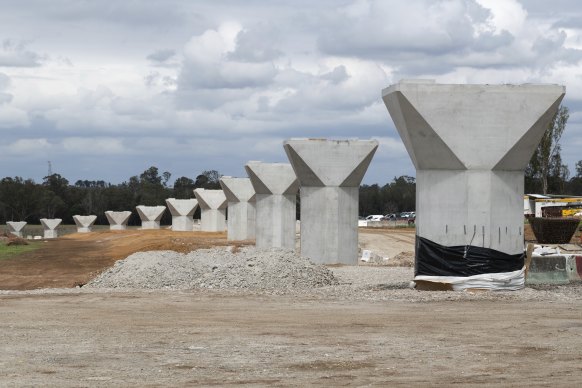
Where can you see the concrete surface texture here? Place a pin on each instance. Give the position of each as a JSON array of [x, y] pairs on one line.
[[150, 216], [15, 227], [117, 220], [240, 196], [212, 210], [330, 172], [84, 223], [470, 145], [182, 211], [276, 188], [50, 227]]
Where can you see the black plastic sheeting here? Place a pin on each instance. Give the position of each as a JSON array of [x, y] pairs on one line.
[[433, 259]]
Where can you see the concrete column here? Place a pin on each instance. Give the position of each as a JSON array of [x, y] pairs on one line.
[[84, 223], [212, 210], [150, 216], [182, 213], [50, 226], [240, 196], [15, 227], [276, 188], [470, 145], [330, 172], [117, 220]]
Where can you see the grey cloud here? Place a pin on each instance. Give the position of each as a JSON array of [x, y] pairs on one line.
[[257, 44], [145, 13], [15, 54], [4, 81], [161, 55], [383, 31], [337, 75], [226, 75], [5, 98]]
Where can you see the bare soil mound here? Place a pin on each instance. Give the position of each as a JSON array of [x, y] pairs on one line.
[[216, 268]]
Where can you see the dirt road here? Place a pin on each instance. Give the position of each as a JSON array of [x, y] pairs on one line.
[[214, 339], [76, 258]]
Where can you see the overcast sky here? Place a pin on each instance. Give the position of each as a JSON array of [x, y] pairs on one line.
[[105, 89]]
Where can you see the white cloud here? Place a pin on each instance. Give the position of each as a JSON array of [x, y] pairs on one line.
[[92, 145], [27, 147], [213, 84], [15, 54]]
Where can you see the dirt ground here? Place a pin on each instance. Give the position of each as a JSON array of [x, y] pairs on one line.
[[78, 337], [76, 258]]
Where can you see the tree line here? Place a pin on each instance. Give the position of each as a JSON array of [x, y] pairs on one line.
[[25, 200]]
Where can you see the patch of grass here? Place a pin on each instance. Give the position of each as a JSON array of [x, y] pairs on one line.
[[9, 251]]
○ ○ ○ ○
YOUR ASSIGNMENT -> Output the records above verbatim. Pictures stay out.

SOLUTION FOR THIS EXERCISE ->
Where can you see the concrete surface texture here? Place a pin on each instance. Give the position of each as a JSON array of [x, y] pairs on one line.
[[150, 216], [15, 227], [117, 220], [240, 196], [212, 210], [330, 172], [84, 223], [470, 145], [182, 211], [276, 188], [50, 227]]
Where can you see the black plastic sheeting here? Place a pin on each instance. Give the position of each as a JSON array of [x, y] pairs on one line.
[[433, 259]]
Where can you see the concrete column here? Place a pin on each instance. Give the position of each as a JSON array of [x, y] pairs on one line.
[[84, 223], [212, 210], [150, 216], [182, 213], [50, 226], [240, 196], [15, 227], [276, 188], [470, 145], [330, 172], [117, 220]]
Where can you see the grey cloud here? Place a pin on each instance. Give the position of each as a JSON array of [x, y] pairs on one line.
[[257, 44], [145, 13], [15, 54], [4, 81], [161, 55], [383, 31], [337, 75], [226, 75], [5, 98]]
Where can you see the bare soil mound here? Place a pin on each instance. Give the position of each as a JSON array of [x, y] pairs on one line.
[[216, 268]]
Where can you see the dirt road here? Place a pin on each instance. Give the position of each as a JSON array of [x, y] pairs on one line.
[[214, 339], [76, 258]]
Where can you see the overcast sky here? Place a pin on each instance. Give the position of each as a JSON array of [x, y] pairs on one line.
[[105, 89]]
Where can you see the white cloud here? Place a pin on each instance. Give the position of each as a JSON array of [x, y] pairs on one line.
[[92, 145], [27, 147], [213, 84], [15, 54]]
Where can you see the dirt ground here? Place a pin on each instance. Give the position of each as a JSON array of [x, y] pairs on one line.
[[78, 337], [76, 258]]
Where can you see the tree line here? Place a pin on each instance. Give the position of each as a JSON array of [x, y] pairs on one line.
[[25, 200]]
Where can you see the patch of grass here? Place a pin on each instance. Give the position of each as a JSON array of [x, y] pairs on one line.
[[9, 251]]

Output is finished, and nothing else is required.